Rewrite the material below as a numbered list, and drop any blank lines.

— start of Dataset entries —

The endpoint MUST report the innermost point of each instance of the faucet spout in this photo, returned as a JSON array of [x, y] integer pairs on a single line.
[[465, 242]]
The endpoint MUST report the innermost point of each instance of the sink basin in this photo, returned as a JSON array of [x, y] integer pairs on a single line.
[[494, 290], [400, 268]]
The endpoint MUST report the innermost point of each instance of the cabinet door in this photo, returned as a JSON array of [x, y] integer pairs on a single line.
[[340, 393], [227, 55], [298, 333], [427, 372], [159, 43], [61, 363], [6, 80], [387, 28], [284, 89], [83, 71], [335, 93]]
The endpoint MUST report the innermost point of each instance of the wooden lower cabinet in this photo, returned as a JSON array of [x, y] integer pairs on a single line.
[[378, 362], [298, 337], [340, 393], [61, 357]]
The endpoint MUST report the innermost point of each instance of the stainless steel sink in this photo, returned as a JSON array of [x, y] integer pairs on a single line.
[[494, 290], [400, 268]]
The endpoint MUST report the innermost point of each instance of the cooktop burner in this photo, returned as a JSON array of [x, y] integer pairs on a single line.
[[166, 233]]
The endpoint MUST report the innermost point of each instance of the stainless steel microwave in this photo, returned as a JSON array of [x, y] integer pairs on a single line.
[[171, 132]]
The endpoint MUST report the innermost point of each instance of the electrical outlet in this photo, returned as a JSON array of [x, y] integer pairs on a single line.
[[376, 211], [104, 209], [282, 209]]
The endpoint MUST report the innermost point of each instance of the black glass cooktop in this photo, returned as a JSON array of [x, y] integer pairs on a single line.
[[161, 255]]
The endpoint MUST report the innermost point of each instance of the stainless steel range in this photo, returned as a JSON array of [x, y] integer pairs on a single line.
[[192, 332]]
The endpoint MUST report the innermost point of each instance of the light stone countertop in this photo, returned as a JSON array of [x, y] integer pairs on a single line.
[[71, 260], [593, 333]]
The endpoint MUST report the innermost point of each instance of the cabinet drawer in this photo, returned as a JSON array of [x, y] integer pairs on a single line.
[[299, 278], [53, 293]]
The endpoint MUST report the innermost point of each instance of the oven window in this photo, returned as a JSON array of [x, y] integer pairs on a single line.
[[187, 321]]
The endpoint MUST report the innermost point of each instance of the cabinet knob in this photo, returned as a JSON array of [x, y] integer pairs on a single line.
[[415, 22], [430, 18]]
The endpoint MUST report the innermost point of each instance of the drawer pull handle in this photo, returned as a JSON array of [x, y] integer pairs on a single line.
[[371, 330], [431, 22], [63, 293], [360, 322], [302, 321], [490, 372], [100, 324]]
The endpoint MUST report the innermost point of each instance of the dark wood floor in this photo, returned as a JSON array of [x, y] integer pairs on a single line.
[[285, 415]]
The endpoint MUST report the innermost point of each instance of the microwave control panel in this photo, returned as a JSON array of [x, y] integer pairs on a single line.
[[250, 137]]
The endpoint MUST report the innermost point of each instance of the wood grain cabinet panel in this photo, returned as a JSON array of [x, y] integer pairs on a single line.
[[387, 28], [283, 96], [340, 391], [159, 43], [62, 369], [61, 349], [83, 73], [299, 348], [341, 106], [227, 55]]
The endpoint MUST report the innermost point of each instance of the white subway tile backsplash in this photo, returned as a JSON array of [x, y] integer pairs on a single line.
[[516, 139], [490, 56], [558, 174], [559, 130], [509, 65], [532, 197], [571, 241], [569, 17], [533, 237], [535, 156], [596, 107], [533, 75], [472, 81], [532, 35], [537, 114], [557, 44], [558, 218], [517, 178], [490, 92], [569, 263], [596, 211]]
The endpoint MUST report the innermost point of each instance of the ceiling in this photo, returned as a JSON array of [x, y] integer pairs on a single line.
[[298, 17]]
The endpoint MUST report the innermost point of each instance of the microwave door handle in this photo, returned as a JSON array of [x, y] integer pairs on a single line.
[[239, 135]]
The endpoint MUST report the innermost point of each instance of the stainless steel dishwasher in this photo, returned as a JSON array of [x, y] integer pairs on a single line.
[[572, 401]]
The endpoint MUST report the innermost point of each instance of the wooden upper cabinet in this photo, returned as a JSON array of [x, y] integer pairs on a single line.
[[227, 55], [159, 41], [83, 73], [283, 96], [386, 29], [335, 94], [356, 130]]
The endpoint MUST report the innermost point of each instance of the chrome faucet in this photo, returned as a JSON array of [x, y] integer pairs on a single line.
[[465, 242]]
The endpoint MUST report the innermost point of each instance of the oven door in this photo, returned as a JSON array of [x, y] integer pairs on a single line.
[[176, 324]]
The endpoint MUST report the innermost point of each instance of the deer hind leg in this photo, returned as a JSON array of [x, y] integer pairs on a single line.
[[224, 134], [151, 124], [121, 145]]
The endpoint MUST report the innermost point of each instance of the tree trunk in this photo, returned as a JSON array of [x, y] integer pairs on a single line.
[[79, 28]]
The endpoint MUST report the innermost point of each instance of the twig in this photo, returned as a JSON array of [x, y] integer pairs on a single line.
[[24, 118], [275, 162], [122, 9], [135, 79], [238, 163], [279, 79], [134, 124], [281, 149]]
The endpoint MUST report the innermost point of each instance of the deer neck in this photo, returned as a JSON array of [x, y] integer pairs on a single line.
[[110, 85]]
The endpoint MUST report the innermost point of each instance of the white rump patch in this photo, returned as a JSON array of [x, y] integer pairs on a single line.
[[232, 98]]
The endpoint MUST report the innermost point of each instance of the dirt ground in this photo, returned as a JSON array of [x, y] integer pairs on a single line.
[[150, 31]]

— end of Dataset entries —

Task answer:
1. The endpoint MUST report the innermost point of each instance of the faucet spout in this photo, returned as a JSON array of [x, y] integer pairs on a single line.
2. [[465, 242]]
3. The endpoint MUST report the innermost point of each instance of the sink basin in this photo, returned as a JSON array of [x, y] integer pairs on a single line.
4. [[494, 290], [400, 268]]
5. The endpoint MUST report the innermost point of each instance of the cabinet door in this photo, returned as a JSON array of [x, y] integer pairs on a single line.
6. [[340, 393], [227, 55], [298, 333], [427, 372], [159, 43], [61, 363], [6, 80], [387, 28], [284, 89], [83, 71], [335, 93]]
7. The endpoint MUST report the innermost point of each instance of the wooden lower cabinet in this photo, returned as a JSON array of [x, y] integer pairs on a single line.
8. [[378, 362], [298, 337], [340, 393], [61, 357]]
9. The endpoint MUST report the innermost point of each instance of the stainless steel sink in this photo, returned as a JSON array of [x, y] integer pairs on a single line.
10. [[494, 290], [400, 268]]
11. The endpoint MUST report the innermost point of each instance of the cooktop burner in this photo, returned as a JSON array of [x, y] integer pairs on a single line.
12. [[166, 233]]
13. The endpoint MUST report the innermost point of each instance of the stainless steel microwave in this photo, returned as a JSON array of [x, y] integer pairs on a single line.
14. [[171, 132]]
15. The endpoint MUST report the innermost point of each instance of the electrical outlet in this photo, returned as a JSON array of [x, y] integer pairs on a single line.
16. [[376, 211], [104, 209], [282, 209]]
17. The endpoint MUST report the innermost point of each instance of the black glass cooktop in this photo, returned as a JSON array of [x, y] integer pairs on a single line.
18. [[161, 255]]
19. The endpoint MUST report the innermost point of each instance of the stainless steel range in this photo, returned as a JSON array of [x, y] integer pairs on a single line.
20. [[192, 332]]
21. The endpoint MUST report the innermost point of each instance of the light stone countertop in this photo, returned as a JSON array of [x, y] integer pairs on a single line.
22. [[71, 260], [593, 333]]
23. The endpoint MUST report the innermost point of each instance of the cabinet drawer in this photo, returned as a JSON array of [x, y] integer pairs on a single line.
24. [[299, 278], [53, 293]]
25. The endpoint MUST report the innermost point of each instance of the oven window in this photo, returned as a JSON array of [x, y] integer pairs on a single line.
26. [[187, 321]]
27. The endpoint MUST report the innermost point of each instance of the cabinet knob in this photo, returned as a JSON array of [x, y] integer pairs on a single line.
28. [[415, 22], [430, 18]]
29. The endpoint MUST report the innermost point of each instance of the drawer pull handle in this photo, returned as a JSON array of [x, y] integer pairs on a single line.
30. [[371, 330], [431, 22], [63, 293], [360, 322], [302, 321], [490, 372], [100, 324]]
31. The endpoint MUST report the innermost point of each instance of the dark wood floor in this photo, returned as a JSON array of [x, y] integer pairs on a single line.
32. [[285, 415]]
33. The endpoint MUST report the innermost point of each instance of the microwave control panel in this photo, returned as a JSON array of [x, y] integer pairs on a single line.
34. [[250, 137]]
35. The endpoint MUST report the innermost point of each instance of the wood grain cabinet panel in this photo, returned as a JSON array of [x, y] integer pairs on a single line.
36. [[387, 28], [283, 96], [340, 391], [159, 43], [62, 369], [61, 349], [83, 73], [299, 348], [341, 106], [227, 55]]
37. The endpoint MUST report the innermost point of each instance of the white subway tile backsplash in this photo, returned as a JSON array of [x, y] integer pairs on a single line.
38. [[516, 139], [490, 56], [558, 174], [559, 130], [509, 65], [532, 197], [571, 241], [569, 17], [533, 237], [535, 156], [596, 107], [533, 75], [472, 81], [532, 35], [537, 114], [557, 44], [558, 218], [517, 178], [490, 92], [569, 263], [596, 211]]
39. The endpoint MUST report the innermost point of each instance of the ceiling in this photo, returned as a JSON array of [x, y] integer pairs on a single line.
40. [[298, 17]]
41. The endpoint MUST report the innermost point of each instance of the microwave door handle in this photo, returned as a JSON array of [x, y] integer pairs on a single line.
42. [[239, 135]]
43. The endpoint MUST report the innermost point of each instance of the stainless steel dishwasher in this photo, returned as a JSON array of [x, y] integer pairs on a single line.
44. [[572, 401]]
45. The endpoint MUST report the innermost point of each instance of the wooden upper cabinet in this photo, returned as a JSON array of [x, y] integer pairs on a single line.
46. [[227, 55], [159, 41], [83, 73], [283, 96], [386, 29], [335, 94], [356, 130]]
47. The endpoint MUST report the innermost point of each instance of the chrome faucet in this photo, returned as a JSON array of [x, y] integer pairs on a single line.
48. [[465, 242]]
49. The endpoint MUST report the innermost point of each instance of the oven door in this photo, returned as a JSON array of [x, y] integer pairs on a single line.
50. [[176, 324]]
51. The endpoint MUST report the innermost point of each instance of the deer hind leg in this photo, returned as a JSON array of [x, y] integer pairs on a single line.
52. [[224, 134], [151, 124], [121, 145]]
53. The endpoint MUST report the innermost point of each instance of the tree trunk in this photo, returned as a JSON array of [x, y] integer pairs on a single line.
54. [[79, 28]]
55. The endpoint MUST report the innermost point of each instance of the twig in this photo, returned as a JSON array of [x, y] integer pairs on a single line.
56. [[24, 118], [275, 162], [122, 9], [135, 79], [238, 163], [279, 79], [134, 124], [281, 149]]
57. The endpoint MUST report the innermost point of each instance of the deer neck in this photo, returned as a JSON array of [x, y] integer pairs on a single line.
58. [[110, 85]]
59. The endpoint MUST report the innermost point of each instance of the white rump patch in this photo, returned as a JSON array of [x, y] integer pairs on a single line.
60. [[232, 98]]
61. The endpoint MUST report the innermost point of each instance of the dirt ground in this photo, returned as a JSON array of [x, y] integer pairs on a single line.
62. [[150, 31]]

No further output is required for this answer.